*REQUIREMENT:*
Render the lines from the one containing "Where can you see the player's elbow" through the end of the records, both ends included, as a JSON list of strings with one string per line, leaving out any blank lines.

(Excerpts from a point labeling dataset)
....................

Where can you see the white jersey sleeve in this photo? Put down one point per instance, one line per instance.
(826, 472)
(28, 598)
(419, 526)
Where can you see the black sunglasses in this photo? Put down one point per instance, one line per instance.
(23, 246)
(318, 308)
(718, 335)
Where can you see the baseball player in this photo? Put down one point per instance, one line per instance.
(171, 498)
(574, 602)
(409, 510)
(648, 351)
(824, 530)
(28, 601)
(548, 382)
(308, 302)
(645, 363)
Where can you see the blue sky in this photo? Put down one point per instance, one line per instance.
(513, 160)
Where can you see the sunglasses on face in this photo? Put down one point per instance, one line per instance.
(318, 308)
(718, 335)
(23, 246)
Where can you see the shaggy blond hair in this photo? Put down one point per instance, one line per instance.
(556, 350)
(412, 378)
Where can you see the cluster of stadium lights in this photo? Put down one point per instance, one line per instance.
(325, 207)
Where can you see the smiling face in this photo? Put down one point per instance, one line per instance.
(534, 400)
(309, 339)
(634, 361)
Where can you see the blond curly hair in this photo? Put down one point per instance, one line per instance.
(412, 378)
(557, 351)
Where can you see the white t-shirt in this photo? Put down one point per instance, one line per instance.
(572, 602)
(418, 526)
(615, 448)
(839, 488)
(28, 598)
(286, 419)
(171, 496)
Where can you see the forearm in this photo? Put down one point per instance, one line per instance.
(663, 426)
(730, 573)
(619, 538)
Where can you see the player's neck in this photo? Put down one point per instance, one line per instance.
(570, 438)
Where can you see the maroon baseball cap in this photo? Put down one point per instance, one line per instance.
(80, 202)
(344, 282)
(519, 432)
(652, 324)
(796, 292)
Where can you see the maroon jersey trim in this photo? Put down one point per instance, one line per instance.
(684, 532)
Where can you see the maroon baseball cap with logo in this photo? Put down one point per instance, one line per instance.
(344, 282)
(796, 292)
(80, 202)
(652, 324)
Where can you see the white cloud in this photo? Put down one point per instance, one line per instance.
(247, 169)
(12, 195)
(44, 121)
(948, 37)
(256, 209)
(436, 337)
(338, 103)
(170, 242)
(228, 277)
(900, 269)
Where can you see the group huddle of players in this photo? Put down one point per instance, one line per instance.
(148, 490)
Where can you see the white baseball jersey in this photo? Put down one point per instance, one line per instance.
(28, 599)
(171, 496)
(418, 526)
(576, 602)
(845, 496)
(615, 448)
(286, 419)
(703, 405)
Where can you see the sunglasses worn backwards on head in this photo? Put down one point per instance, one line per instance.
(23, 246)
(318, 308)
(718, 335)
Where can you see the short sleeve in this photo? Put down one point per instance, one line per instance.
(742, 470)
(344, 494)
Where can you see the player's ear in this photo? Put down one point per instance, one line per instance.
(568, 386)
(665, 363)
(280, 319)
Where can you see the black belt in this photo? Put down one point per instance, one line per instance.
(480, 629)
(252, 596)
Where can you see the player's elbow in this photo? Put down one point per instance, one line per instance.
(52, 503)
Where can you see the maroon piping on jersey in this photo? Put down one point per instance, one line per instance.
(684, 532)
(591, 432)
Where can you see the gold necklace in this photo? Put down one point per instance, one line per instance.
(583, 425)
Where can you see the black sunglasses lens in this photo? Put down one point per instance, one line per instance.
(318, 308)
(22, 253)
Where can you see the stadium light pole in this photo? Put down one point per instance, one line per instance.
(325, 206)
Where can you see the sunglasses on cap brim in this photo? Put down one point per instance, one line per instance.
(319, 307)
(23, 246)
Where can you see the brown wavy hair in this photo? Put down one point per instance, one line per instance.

....................

*TASK SOLUTION:*
[
  "Where can you see the player's elbow in this photo? Put down one point per instance, one line per instance.",
  "(52, 503)",
  "Where can you see the maroon piping on jersey in this photo? Put down one point per instance, one line per instance.",
  "(684, 532)",
  "(591, 432)",
  "Where can you see the gold necklace in this photo? Put down one point per instance, one line per instance.",
  "(583, 425)",
  "Where can you see the black sunglasses lens in this photo? Put down one point per instance, one line per instance.",
  "(318, 308)",
  "(22, 253)",
  "Where can you see the stadium light pole in this photo? Put down one point per instance, one line per instance.",
  "(325, 206)",
  "Where can you see the sunglasses on cap brim in this photo? Put down one point per instance, one line per instance.",
  "(319, 307)",
  "(23, 246)",
  "Where can you see the brown wavy hair in this photo? Put down one point per instance, one line per instance."
]